[Extract]
────

Hydrogen power comes with quite a resume. The International Energy Agency (IEA) called hydrogen one of the “biggest innovation opportunities” for driving carbon dioxide emission reductions by 2050. The Inflation Reduction Act of 2022 made significant investments in clean energy including $369 billion investment in climate and energy policies. Many specifically for hydrogen production and use. Goldman Sachs named hydrogen as “the ultimate decarbonization tool.” By 2030, the hydrogen industry could account for $140 billion in revenue and 70,000 jobs. By 2050, it is expected that hydrogen could generate $750 billion in revenue and 3.4 million jobs.
But that does not mean hydrogen is poised to knock off—or even compete with—solar and wind. Instead, if done correctly, hydrogen might help drive further adoption of wind and solar.
Without diving too deep into the science behind hydrogen production, understand that it takes energy to produce hydrogen, with one of the most popular methods using water and electricity. When the electricity comes from a renewable source like wind, solar, hydroelectric or geothermal, green hydrogen is produced—with virtually all facets carbon free.

────

[Data for analysis]
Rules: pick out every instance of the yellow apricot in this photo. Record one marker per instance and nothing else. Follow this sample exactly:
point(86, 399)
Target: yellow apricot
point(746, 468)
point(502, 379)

────

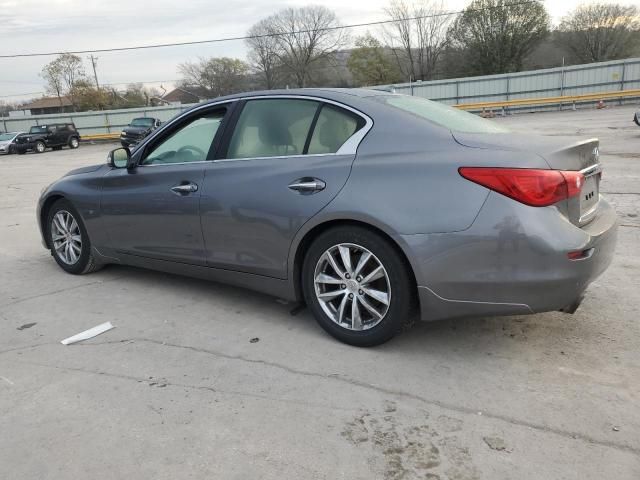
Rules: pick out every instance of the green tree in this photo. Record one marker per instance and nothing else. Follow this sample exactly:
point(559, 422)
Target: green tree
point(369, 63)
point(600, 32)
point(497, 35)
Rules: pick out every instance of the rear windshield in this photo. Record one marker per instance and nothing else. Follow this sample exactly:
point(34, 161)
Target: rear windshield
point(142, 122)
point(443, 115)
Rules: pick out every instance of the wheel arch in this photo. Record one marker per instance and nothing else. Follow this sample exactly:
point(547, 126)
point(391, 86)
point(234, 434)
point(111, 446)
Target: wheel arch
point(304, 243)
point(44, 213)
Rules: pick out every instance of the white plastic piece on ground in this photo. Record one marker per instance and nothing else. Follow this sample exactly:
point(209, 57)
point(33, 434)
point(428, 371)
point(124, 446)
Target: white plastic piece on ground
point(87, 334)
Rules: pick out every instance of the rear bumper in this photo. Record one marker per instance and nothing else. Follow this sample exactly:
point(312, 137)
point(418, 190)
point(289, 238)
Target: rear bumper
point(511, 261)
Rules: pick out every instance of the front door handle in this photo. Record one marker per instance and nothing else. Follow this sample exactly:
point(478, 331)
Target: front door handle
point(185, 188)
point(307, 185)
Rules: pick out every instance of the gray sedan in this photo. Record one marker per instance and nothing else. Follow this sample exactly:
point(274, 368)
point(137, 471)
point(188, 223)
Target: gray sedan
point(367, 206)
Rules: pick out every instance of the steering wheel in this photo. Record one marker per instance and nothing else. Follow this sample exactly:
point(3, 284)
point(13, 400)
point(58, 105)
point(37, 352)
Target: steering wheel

────

[Task A] List every renewable electricity source that the passage on hydrogen power names as able to produce green hydrogen.
[Task B] Resume the passage on hydrogen power, picking up after its final sentence.

[Exercise output A] Wind, solar, hydroelectric, geothermal

[Exercise output B]
It’s only natural, then, to understand that as hydrogen grows in use, solar and wind energy can benefit as well. That’s why we believe we are better as collaborators—not competitors. But, to be true allies, everyone must play their part in promoting safe hydrogen production, distribution, transportation and storage.
A hydrogen-based economy can fuel power generation, air transport, shipping, mobility and infrastructure. Already hydrogen fuel cells are becoming more accepted in vehicles, with more than 7,500 hydrogen fuel cell vehicles currently on the road. More than 25,000 hydrogen fuel cell material handling units—like forklifts and buses—are in use. While currently more expensive than gasoline, hydrogen is expected to reach parity with gasoline prices by 2025.
There are other uses as well. Earlier this year, a drone manufacturer introduced a hydrogen-powered drone for commercial and defense use, including emergency response, last-mile delivering and long-range intelligence gathering missions. Industrial applications include food production, aerospace, laboratories, and chemical production.
Still, typical hydrogen production relies on fossil fuels—negating any potential climate benefits as an alternative fuel. According to U.S. Department of Energy data from 2020, 99% of hydrogen production in the U.S. uses fossil fuels. Globally, about 76% of hydrogen uses fossil fuels in its production.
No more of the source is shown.